The route PR-CV 100 is a short-distance footpath of the Valencian Community (Spain) that goes from Ròtova (Valencia) to the Monastery of Sant Jeroni de Cotalba, in Alfauir (Valencia), crossing different natural places and monuments, saws, rivers, etc., all of them of great landscape and cultural interest.

The official name of the route PR-CV 100 is "Rotova's Paths - The ways of the Marchuquera Saw". The route was promoted by the "Centre Excursioniste de Ròtova" and authorized by the Federation of Mountain's Sports and Climbing of the Valencian Community (FEMECV).

Characteristics 
Distance: 12,400 km.
Time: 5 hours.
Difficulty: Middle.
Maximum altitude: 600 m.
Type: Circular.

Itinerary 
Ròtova
Ghotic aqueduct of the Monastery of Sant Jeroni de Cotalba
Monastery of Sant Jeroni de Cotalba
Fountain Galerías
Horno de cal
Peñal
La Esclusa
El Picayo
Alto del Águila
Fountain Barreño
La Coveta
Ròtova
The route possesses a variant from "Fuente Galerías" (Galerias Fountain) to the Borró castle and since "Fuente de Borró" (Borró Fountain) to Rótova (1 hour).

Places of interest 
Historical centers of Rótova and Alfauir
Monastery of Sant Jeroni de Cotalba
Borró Castle
Palace of the Counts of Ròtova
River Vernisa, aqueducts and construccions of the bank
Alto del Águila
Valley of the Marchuquera and views of La Safor
Falconera and Ador saws

Signposting  
The whole route is marked by both horizontal lines white and yellow, typical of the short-distance footpath.

━━━━━━━━━━━━━━━━━━━━━━━━━━━━━━

§ **EXERCISE GOAL**: Please rewrite the PR-CV 100 route text from the words "The official name" through "Type: Circular.", swapping "Middle" for "Moderate".

━━━━━━━━━━━━━━━━━━━━━━━━━━━━━━

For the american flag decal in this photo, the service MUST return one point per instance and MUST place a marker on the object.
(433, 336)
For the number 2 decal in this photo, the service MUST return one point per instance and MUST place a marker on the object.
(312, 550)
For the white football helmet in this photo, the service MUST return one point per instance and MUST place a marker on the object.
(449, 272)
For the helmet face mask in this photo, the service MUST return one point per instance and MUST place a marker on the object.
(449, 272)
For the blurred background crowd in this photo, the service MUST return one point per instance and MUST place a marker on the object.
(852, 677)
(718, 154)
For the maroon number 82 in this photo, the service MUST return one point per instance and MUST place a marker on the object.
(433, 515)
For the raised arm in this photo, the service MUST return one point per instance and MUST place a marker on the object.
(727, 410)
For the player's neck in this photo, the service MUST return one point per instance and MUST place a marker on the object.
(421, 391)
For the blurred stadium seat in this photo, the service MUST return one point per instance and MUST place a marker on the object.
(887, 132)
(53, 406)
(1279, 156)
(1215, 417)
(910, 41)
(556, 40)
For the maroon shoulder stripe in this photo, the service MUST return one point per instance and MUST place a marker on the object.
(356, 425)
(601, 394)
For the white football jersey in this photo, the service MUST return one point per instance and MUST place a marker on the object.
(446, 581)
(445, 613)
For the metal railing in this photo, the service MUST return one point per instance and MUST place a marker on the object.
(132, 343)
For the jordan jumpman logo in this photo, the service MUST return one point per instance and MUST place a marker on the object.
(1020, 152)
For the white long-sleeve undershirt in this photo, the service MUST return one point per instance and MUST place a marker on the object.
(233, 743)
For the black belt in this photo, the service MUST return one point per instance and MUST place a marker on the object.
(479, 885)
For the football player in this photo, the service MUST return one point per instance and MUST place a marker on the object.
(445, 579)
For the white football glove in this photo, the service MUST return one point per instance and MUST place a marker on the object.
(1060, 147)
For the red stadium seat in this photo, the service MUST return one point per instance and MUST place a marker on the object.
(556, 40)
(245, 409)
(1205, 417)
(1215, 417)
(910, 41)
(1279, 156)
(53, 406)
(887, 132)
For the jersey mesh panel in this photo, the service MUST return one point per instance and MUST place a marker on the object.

━━━━━━━━━━━━━━━━━━━━━━━━━━━━━━

§ **WRITTEN RESPONSE**:
The official name of the route PR-CV 100 is "Rotova's Paths - The ways of the Marchuquera Saw". The route was promoted by the "Centre Excursioniste de Ròtova" and authorized by the Federation of Mountain's Sports and Climbing of the Valencian Community (FEMECV).

Characteristics 
Distance: 12,400 km.
Time: 5 hours.
Difficulty: Moderate.
Maximum altitude: 600 m.
Type: Circular.